__Required action__. Below this line is a set of entries; quote exactly the lines from the line that contains "Target: concrete ledge" to the line that contains "Place one point on every instance of the man's hand.", both lines included.

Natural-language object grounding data
::::

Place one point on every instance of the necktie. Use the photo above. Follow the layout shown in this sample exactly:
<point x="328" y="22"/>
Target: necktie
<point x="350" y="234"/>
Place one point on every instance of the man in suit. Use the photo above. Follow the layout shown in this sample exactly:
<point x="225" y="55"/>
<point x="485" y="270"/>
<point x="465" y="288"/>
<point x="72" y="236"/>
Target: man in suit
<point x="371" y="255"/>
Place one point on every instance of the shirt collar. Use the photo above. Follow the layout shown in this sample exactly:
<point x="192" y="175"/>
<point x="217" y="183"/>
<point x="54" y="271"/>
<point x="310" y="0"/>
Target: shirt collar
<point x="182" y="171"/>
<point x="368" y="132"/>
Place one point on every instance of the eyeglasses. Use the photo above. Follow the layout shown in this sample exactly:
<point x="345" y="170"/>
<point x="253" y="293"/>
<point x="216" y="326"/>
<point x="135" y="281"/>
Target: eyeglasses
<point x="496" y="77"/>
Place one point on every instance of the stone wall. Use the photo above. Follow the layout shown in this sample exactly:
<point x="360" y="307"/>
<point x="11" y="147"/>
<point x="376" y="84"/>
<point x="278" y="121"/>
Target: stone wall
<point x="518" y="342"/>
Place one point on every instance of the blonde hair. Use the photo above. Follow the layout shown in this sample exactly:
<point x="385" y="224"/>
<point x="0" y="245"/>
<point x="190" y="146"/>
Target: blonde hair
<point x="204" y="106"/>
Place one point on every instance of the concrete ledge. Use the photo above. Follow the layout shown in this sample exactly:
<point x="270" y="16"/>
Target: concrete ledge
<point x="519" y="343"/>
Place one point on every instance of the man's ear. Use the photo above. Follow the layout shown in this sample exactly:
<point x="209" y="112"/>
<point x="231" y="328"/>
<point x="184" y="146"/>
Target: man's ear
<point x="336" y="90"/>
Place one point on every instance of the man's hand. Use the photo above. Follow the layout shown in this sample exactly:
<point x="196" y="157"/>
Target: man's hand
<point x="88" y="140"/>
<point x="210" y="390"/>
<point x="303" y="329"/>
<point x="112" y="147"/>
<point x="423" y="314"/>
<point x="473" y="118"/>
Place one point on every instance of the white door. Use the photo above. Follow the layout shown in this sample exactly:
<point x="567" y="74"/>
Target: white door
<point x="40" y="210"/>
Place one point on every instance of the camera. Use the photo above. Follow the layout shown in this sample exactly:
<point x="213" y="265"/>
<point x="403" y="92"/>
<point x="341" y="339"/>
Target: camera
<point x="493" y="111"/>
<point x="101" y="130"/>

::::

__Reply to the exercise__.
Target: concrete ledge
<point x="519" y="343"/>
Place one point on every instance of the man's ear. Use the photo above. Follow the layout shown in this sample exactly:
<point x="209" y="112"/>
<point x="231" y="328"/>
<point x="184" y="146"/>
Target: man's ear
<point x="336" y="90"/>
Place one point on every instance of the man's hand. Use the photo above. Follow the layout shown in this sample exactly:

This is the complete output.